Problem to work on ::
Convert the listing below into a Markdown table with the columns Row and Listing line, starting at the line that contains "Teacher note: have the class pick out the wire" and continuing through the final line of the listing, with blank lines omitted.
____ The input
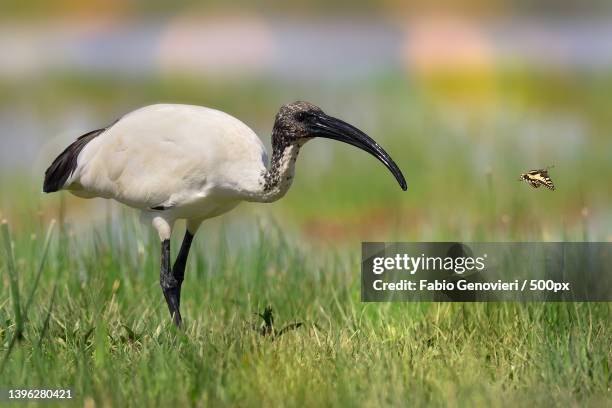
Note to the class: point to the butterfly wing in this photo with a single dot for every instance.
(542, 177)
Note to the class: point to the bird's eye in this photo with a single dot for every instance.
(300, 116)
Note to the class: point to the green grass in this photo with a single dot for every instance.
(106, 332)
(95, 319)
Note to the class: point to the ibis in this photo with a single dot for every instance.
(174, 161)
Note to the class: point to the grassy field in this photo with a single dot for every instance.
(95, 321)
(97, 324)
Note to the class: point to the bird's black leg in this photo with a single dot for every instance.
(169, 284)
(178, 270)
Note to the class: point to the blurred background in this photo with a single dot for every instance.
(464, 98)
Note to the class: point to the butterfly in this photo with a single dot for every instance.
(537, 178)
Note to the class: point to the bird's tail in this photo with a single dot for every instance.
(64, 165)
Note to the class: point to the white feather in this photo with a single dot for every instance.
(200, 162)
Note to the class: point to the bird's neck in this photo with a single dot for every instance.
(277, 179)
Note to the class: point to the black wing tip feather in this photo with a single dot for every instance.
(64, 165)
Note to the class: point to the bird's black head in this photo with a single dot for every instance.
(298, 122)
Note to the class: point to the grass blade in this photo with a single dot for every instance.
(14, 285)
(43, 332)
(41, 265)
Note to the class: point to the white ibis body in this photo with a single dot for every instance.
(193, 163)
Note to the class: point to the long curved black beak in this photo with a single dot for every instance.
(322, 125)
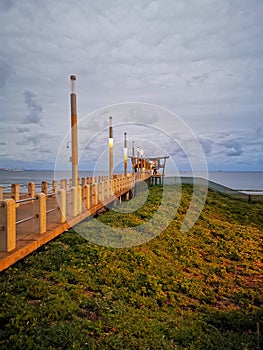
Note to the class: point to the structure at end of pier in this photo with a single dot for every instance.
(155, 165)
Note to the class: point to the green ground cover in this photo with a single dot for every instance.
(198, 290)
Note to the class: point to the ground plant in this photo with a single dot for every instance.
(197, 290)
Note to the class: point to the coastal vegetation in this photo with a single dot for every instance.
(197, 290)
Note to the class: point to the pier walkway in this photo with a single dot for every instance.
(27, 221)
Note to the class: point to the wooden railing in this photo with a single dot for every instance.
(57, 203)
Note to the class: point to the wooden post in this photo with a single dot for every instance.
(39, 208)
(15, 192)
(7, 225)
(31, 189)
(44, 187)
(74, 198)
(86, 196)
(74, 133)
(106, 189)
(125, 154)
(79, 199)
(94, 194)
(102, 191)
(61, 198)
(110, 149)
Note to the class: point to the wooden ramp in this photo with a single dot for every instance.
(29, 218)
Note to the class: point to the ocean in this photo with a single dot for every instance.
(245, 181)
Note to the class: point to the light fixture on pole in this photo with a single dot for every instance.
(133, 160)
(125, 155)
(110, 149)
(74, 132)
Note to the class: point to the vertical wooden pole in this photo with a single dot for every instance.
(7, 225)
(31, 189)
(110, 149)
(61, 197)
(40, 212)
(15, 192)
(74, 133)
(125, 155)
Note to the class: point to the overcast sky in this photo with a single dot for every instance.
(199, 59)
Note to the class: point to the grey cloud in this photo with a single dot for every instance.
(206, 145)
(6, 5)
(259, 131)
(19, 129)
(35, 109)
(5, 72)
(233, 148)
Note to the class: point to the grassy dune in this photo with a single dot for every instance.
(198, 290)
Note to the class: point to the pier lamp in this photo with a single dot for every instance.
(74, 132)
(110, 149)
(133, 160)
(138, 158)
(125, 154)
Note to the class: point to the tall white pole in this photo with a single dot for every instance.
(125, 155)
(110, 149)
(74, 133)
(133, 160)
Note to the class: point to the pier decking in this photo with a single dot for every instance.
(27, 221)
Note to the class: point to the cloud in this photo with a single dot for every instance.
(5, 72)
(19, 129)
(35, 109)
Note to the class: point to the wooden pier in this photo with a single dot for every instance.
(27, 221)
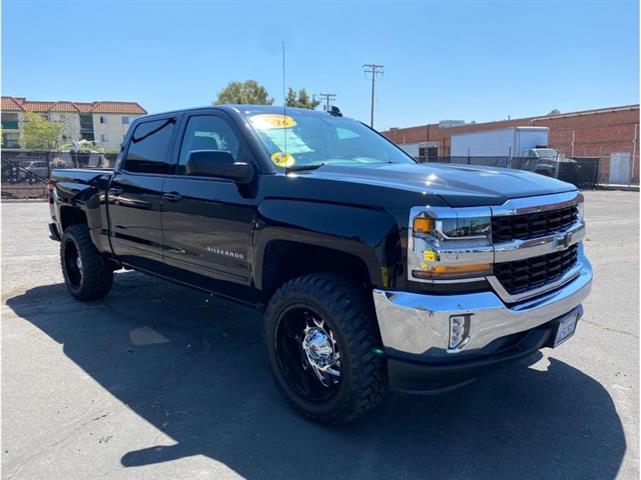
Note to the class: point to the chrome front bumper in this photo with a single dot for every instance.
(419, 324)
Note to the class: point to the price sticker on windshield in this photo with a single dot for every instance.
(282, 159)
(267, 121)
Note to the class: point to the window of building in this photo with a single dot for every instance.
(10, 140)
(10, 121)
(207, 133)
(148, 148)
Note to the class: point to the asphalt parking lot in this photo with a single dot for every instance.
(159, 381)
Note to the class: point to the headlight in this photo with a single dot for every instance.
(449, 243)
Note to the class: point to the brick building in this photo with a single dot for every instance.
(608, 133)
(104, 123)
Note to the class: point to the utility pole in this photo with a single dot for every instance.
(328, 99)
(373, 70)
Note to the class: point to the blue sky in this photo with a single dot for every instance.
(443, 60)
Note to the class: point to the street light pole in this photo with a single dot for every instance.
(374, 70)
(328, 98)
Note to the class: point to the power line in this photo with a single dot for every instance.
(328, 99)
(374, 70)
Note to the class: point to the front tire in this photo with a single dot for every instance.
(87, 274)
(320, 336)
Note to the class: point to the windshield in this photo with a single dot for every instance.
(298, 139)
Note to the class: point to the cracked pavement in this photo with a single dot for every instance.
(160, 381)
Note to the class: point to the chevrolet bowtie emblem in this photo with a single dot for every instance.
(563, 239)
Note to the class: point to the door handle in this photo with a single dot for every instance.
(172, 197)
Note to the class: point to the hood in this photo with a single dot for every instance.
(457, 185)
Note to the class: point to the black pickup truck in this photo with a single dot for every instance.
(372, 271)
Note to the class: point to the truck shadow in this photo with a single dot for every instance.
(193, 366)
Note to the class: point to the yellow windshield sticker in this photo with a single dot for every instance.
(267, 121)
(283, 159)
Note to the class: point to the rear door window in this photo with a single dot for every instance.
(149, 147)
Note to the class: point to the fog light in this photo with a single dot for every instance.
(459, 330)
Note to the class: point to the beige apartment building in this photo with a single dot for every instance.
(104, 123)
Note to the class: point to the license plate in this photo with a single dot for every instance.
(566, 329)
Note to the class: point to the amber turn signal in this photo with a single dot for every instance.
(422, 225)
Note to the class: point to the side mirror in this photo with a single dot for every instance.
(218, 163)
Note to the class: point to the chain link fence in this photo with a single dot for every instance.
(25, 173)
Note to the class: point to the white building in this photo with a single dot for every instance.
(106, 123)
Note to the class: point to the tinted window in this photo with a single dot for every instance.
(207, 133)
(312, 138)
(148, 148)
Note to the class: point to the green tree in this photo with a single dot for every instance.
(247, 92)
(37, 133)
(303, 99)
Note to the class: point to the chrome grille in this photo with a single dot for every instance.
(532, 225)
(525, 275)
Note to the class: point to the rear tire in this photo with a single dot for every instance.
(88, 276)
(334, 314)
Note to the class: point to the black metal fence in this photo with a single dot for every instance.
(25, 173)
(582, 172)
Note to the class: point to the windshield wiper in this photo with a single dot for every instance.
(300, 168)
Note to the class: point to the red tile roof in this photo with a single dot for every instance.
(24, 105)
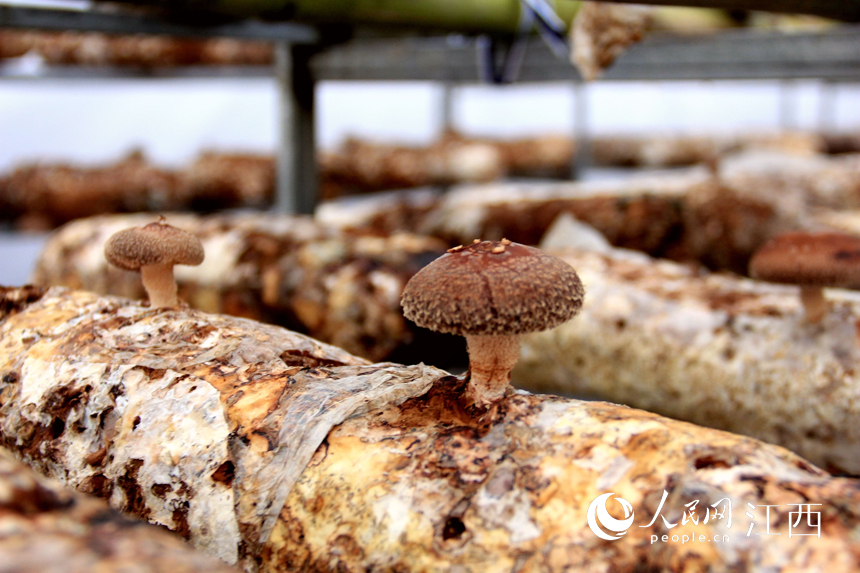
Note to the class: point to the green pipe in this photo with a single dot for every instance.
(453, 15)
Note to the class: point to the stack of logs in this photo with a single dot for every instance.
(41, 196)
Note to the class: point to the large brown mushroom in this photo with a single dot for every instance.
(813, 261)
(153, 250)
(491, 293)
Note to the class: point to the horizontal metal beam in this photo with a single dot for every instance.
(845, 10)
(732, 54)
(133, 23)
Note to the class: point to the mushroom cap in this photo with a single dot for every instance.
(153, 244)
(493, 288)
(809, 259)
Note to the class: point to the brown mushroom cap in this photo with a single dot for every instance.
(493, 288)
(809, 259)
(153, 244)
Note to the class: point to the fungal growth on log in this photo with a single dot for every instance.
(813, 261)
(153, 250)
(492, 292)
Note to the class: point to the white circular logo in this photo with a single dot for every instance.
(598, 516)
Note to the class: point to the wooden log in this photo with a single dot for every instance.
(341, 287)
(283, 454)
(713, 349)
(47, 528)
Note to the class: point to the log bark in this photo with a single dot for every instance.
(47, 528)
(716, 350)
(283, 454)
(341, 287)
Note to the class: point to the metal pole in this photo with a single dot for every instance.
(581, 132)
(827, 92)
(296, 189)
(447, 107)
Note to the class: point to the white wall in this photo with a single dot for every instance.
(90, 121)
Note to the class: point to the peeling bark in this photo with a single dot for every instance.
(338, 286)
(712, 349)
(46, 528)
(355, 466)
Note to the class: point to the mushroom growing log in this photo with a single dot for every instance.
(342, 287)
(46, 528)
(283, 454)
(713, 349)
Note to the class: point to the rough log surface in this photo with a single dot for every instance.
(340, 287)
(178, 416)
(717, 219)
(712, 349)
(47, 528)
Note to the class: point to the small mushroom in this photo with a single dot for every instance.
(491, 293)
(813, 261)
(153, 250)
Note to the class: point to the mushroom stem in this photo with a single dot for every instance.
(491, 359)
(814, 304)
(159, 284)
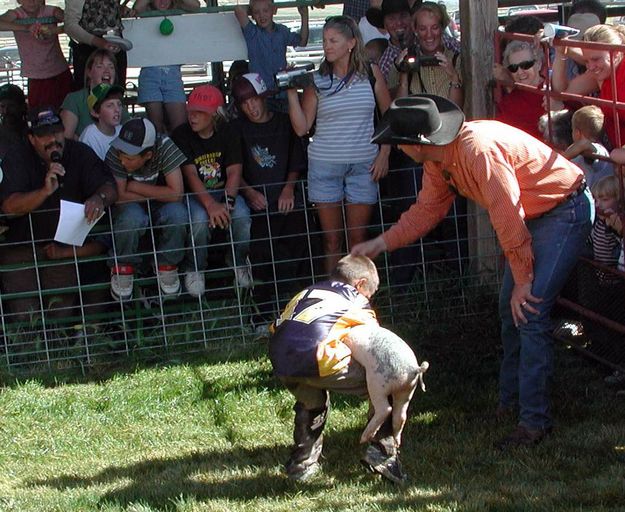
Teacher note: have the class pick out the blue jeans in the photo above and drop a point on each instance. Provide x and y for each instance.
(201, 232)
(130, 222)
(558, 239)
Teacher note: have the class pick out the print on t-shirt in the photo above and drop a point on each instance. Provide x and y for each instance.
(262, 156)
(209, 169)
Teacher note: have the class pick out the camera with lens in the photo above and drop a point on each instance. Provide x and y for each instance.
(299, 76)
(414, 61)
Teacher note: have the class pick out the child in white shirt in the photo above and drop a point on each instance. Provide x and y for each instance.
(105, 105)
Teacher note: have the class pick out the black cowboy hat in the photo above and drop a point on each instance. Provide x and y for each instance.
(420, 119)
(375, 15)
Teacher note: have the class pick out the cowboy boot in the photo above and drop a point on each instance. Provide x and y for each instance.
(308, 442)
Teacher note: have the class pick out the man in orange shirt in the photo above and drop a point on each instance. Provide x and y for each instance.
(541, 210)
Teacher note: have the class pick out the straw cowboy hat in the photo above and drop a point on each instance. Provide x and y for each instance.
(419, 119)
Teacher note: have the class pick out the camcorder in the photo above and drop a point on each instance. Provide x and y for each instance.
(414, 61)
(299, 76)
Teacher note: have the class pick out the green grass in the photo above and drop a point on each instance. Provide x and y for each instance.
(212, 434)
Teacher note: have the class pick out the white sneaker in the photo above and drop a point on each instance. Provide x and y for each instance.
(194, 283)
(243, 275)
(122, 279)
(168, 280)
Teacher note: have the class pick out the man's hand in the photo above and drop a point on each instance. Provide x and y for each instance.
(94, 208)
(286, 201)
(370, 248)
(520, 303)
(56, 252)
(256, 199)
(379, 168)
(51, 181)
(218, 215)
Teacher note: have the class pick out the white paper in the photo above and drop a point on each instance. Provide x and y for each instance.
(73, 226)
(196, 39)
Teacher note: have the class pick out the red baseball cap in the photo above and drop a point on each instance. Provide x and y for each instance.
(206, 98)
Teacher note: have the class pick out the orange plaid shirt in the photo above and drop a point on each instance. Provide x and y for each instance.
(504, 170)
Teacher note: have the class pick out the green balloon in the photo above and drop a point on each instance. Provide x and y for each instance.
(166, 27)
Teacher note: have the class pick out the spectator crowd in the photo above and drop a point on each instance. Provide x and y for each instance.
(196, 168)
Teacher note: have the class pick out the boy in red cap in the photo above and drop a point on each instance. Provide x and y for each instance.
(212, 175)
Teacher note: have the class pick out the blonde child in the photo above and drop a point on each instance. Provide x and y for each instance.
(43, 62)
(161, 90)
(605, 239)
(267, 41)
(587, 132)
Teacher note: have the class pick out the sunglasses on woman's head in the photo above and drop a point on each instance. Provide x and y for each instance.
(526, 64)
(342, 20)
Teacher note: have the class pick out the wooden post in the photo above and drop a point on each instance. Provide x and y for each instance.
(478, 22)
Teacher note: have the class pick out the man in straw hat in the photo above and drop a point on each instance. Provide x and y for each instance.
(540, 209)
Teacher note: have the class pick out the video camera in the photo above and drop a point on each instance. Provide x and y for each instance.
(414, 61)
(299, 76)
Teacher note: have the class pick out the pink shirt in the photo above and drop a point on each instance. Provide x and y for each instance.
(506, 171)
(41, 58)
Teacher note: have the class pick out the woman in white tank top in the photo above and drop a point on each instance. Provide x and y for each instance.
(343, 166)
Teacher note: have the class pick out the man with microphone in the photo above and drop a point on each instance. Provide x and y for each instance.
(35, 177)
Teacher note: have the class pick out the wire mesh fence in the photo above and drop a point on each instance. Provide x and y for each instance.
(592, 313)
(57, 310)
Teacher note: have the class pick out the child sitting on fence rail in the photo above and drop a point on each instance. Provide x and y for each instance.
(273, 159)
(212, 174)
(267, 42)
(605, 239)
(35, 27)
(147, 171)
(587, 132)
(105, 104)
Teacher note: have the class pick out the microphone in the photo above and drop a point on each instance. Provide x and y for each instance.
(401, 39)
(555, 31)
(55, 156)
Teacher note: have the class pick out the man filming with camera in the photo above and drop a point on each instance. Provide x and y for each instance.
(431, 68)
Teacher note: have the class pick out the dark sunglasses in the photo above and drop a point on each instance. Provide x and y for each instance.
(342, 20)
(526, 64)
________
Reply ::
| Row | Listing line |
|---|---|
| 1 | Teacher note: have the class pick out the wire mesh fence in the photo above and drop a point on each instance. Provide x and y for each instance. |
| 2 | (592, 313) |
| 3 | (57, 310) |
| 4 | Teacher note: have the class pick out the child sitting on fence rail in the photo above and drop a point on each instance. Provide x and y for each instance. |
| 5 | (273, 159) |
| 6 | (212, 174) |
| 7 | (267, 42) |
| 8 | (605, 239) |
| 9 | (35, 27) |
| 10 | (147, 171) |
| 11 | (587, 132) |
| 12 | (105, 104) |
| 13 | Teacher note: have the class pick out the microphone in the photo above and drop a point on each instance. Provide x and y for each instance. |
| 14 | (401, 39) |
| 15 | (555, 31) |
| 16 | (55, 156) |
| 17 | Teacher note: have the class pick out the man filming with camera in the photo above and drop a point on each instance. Provide x and y for each instance. |
| 18 | (431, 68) |
| 19 | Teacher note: have the class pick out the dark sunglasses in the photo above and drop a point on each instance. Provide x and y for each instance. |
| 20 | (342, 20) |
| 21 | (526, 64) |